_WHAT YOU NEED TO DO_.
Rewrite the records below, starting at the line that contains "Q: Identify one point on each instance of the man's" and ending at the end of the records, requests included, with each answer coordinate multiplied by 2.15 and rounded to a whole number (halves round up). Leave the pictures out.

Collected data:
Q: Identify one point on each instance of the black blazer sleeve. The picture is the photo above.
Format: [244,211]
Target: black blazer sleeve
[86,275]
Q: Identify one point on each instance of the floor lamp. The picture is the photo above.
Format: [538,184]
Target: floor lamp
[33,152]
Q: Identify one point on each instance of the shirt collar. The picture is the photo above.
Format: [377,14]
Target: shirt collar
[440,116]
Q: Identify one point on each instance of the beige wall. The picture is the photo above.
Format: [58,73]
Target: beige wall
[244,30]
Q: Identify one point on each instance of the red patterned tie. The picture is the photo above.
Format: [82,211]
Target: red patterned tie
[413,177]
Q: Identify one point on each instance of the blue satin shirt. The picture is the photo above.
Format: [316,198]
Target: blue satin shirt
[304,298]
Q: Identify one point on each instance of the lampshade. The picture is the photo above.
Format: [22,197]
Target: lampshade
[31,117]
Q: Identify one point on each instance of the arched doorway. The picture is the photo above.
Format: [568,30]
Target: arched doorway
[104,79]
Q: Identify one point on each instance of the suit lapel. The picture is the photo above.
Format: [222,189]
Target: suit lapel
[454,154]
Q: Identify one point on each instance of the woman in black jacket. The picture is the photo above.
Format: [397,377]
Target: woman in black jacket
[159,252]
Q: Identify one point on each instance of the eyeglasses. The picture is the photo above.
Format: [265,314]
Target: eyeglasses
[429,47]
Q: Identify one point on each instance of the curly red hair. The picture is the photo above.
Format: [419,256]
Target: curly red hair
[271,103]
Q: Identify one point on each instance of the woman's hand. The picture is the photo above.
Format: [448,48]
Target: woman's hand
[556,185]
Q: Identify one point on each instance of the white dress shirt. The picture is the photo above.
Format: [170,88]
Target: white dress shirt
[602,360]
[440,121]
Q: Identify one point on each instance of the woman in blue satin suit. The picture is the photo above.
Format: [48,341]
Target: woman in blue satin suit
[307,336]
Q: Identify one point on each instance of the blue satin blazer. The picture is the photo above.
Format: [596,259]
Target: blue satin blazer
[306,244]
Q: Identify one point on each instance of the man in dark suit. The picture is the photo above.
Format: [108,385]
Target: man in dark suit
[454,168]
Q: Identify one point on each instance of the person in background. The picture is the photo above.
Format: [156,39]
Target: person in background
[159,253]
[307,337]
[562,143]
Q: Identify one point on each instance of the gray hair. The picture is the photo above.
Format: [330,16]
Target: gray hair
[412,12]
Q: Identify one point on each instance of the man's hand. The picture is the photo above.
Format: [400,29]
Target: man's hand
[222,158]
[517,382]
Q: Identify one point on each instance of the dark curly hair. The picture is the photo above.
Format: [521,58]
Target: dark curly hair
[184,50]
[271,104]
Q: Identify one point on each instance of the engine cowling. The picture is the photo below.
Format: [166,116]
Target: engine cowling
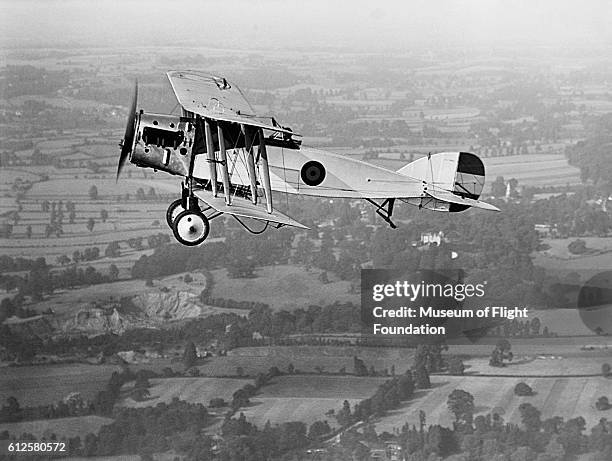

_RESPONSE_.
Q: Identify one point on each instance of the man's hand. The picture is the photo above.
Format: [400,29]
Target: man's hand
[477,340]
[1112,821]
Q: Identify one point on each instance of the dark curly hair. The picture is the photo above.
Format: [521,58]
Target: dark curly hair
[396,108]
[583,224]
Q: Identify one point on each instance of the engine cowling. The picture is the photo below.
Format: [166,116]
Target: engine cowling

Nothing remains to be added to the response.